[Point localization data]
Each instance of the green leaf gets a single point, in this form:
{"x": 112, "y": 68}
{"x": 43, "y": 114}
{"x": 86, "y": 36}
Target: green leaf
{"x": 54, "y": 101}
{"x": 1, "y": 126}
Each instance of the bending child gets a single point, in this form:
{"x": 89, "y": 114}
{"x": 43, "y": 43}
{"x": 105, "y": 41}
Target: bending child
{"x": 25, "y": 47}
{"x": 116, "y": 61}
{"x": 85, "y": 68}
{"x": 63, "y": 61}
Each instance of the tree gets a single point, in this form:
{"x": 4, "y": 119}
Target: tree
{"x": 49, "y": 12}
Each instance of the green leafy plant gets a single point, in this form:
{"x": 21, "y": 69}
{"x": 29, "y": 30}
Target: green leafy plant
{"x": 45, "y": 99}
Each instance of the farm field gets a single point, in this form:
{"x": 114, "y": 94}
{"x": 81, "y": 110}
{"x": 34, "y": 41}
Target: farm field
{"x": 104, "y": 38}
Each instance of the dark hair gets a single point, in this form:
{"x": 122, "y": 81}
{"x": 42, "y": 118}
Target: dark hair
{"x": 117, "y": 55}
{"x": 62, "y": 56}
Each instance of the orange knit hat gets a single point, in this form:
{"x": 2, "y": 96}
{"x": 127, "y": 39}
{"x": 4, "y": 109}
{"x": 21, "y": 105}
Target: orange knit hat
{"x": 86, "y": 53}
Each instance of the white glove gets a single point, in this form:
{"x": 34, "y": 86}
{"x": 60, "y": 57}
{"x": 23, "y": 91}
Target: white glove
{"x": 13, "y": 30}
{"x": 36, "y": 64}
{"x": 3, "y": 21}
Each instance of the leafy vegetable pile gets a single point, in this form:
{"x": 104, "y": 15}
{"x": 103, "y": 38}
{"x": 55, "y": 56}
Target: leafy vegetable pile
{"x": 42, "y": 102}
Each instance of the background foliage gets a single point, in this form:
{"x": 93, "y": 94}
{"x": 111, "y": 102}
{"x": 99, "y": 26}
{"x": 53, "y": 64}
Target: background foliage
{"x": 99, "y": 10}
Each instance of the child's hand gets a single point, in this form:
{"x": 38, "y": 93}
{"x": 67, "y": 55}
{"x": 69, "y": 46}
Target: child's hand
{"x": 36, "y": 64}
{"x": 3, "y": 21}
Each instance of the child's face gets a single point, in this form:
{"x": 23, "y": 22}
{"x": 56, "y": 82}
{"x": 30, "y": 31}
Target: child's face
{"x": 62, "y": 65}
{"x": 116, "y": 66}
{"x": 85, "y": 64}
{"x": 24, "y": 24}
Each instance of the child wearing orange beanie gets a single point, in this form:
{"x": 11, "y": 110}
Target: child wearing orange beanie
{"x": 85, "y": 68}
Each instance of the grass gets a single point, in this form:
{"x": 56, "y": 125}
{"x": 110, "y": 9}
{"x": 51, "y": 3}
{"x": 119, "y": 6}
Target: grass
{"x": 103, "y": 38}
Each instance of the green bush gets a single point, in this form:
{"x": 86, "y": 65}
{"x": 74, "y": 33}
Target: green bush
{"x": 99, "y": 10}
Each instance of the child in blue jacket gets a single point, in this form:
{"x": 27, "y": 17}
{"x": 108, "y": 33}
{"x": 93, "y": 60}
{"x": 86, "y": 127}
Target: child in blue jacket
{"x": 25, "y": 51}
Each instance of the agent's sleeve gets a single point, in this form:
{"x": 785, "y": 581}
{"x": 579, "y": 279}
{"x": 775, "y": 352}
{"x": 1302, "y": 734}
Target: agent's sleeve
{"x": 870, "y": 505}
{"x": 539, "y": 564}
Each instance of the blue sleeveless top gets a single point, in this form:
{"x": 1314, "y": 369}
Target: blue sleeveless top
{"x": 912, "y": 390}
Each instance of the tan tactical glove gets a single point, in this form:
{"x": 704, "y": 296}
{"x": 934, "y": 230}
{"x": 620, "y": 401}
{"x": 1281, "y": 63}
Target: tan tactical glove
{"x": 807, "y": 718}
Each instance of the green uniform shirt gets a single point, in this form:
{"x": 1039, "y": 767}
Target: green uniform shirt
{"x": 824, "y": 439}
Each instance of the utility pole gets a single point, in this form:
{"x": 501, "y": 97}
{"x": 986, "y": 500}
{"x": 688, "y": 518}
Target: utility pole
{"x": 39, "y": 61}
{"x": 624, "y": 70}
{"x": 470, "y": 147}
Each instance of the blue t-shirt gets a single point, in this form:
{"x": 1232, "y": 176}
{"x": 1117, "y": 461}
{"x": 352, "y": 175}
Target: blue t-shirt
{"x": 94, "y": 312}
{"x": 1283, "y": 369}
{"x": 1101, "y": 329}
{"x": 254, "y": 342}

**Assignment:**
Every entry is to be printed exactly as given.

**Solution to this task:**
Each instance of the green leaf gets a single point, in this form:
{"x": 112, "y": 68}
{"x": 43, "y": 114}
{"x": 86, "y": 36}
Target: green leaf
{"x": 54, "y": 101}
{"x": 1, "y": 126}
Each instance of the bending child gets a single point, in this form:
{"x": 89, "y": 114}
{"x": 43, "y": 43}
{"x": 105, "y": 41}
Target: bending child
{"x": 25, "y": 47}
{"x": 116, "y": 61}
{"x": 85, "y": 68}
{"x": 63, "y": 61}
Each instance of the tree gets a single point, in this form:
{"x": 4, "y": 119}
Target: tree
{"x": 49, "y": 12}
Each instance of the green leafy plant gets a single point, in this form:
{"x": 21, "y": 69}
{"x": 29, "y": 30}
Target: green leafy plant
{"x": 45, "y": 99}
Each instance of the farm field gets a single point, in this form:
{"x": 114, "y": 94}
{"x": 81, "y": 110}
{"x": 34, "y": 41}
Target: farm field
{"x": 104, "y": 38}
Each instance of the dark hair gets a single point, in this form:
{"x": 122, "y": 81}
{"x": 42, "y": 118}
Target: dark hair
{"x": 117, "y": 55}
{"x": 62, "y": 56}
Each instance of the orange knit hat gets a single point, in this form:
{"x": 2, "y": 96}
{"x": 127, "y": 39}
{"x": 4, "y": 109}
{"x": 21, "y": 105}
Target: orange knit hat
{"x": 86, "y": 53}
Each instance of the white glove gets a single point, in this form:
{"x": 34, "y": 86}
{"x": 60, "y": 57}
{"x": 23, "y": 91}
Target: white glove
{"x": 13, "y": 30}
{"x": 36, "y": 64}
{"x": 3, "y": 21}
Each instance of the leafy vegetable pile gets a single point, in this form:
{"x": 104, "y": 15}
{"x": 103, "y": 38}
{"x": 55, "y": 56}
Target: leafy vegetable pile
{"x": 42, "y": 102}
Each instance of the background foliage gets a single point, in this form:
{"x": 93, "y": 94}
{"x": 111, "y": 102}
{"x": 99, "y": 26}
{"x": 53, "y": 64}
Target: background foliage
{"x": 99, "y": 10}
Each instance of the child's hand gets a single point, in this form:
{"x": 38, "y": 93}
{"x": 67, "y": 55}
{"x": 69, "y": 46}
Target: child's hand
{"x": 36, "y": 64}
{"x": 3, "y": 21}
Each instance of the child's face gets a single point, in this form:
{"x": 23, "y": 22}
{"x": 56, "y": 82}
{"x": 30, "y": 31}
Target: child's face
{"x": 62, "y": 65}
{"x": 116, "y": 66}
{"x": 85, "y": 64}
{"x": 24, "y": 24}
Each instance of the child wearing orange beanie gets a single point, in this form:
{"x": 11, "y": 110}
Target: child wearing orange beanie
{"x": 85, "y": 68}
Each instance of the grass gets a single point, in this form:
{"x": 56, "y": 125}
{"x": 110, "y": 9}
{"x": 51, "y": 3}
{"x": 119, "y": 6}
Target: grass
{"x": 103, "y": 38}
Each instance of the green bush gets a single point, in this form:
{"x": 86, "y": 65}
{"x": 74, "y": 33}
Target: green bush
{"x": 99, "y": 10}
Each instance of the child in blue jacket gets a single point, in this form:
{"x": 27, "y": 17}
{"x": 108, "y": 33}
{"x": 93, "y": 60}
{"x": 86, "y": 127}
Target: child in blue jacket
{"x": 25, "y": 51}
Each instance of the agent's sleeve gets a single point, in this form:
{"x": 785, "y": 581}
{"x": 579, "y": 279}
{"x": 775, "y": 352}
{"x": 1302, "y": 734}
Target: agent's sleeve
{"x": 870, "y": 505}
{"x": 539, "y": 564}
Each instance of the blue sleeveless top gets a single point, in this form:
{"x": 1314, "y": 369}
Target: blue sleeveless top
{"x": 912, "y": 390}
Each instance of the tan tactical glove gets a single point, in this form:
{"x": 704, "y": 296}
{"x": 934, "y": 230}
{"x": 620, "y": 401}
{"x": 1281, "y": 63}
Target: tan tactical glove
{"x": 807, "y": 718}
Each instance of the green uniform shirt gets a single point, in this form:
{"x": 1039, "y": 767}
Target: green uniform shirt
{"x": 824, "y": 439}
Each instance of the utility pole gets a single point, in this form:
{"x": 501, "y": 97}
{"x": 986, "y": 500}
{"x": 688, "y": 518}
Target: utility pole
{"x": 39, "y": 61}
{"x": 624, "y": 70}
{"x": 470, "y": 147}
Each instance of the blue t-shirt gets a single point, in this form:
{"x": 1232, "y": 176}
{"x": 1117, "y": 461}
{"x": 352, "y": 175}
Target: blue t-shirt
{"x": 94, "y": 312}
{"x": 1283, "y": 369}
{"x": 1101, "y": 329}
{"x": 254, "y": 342}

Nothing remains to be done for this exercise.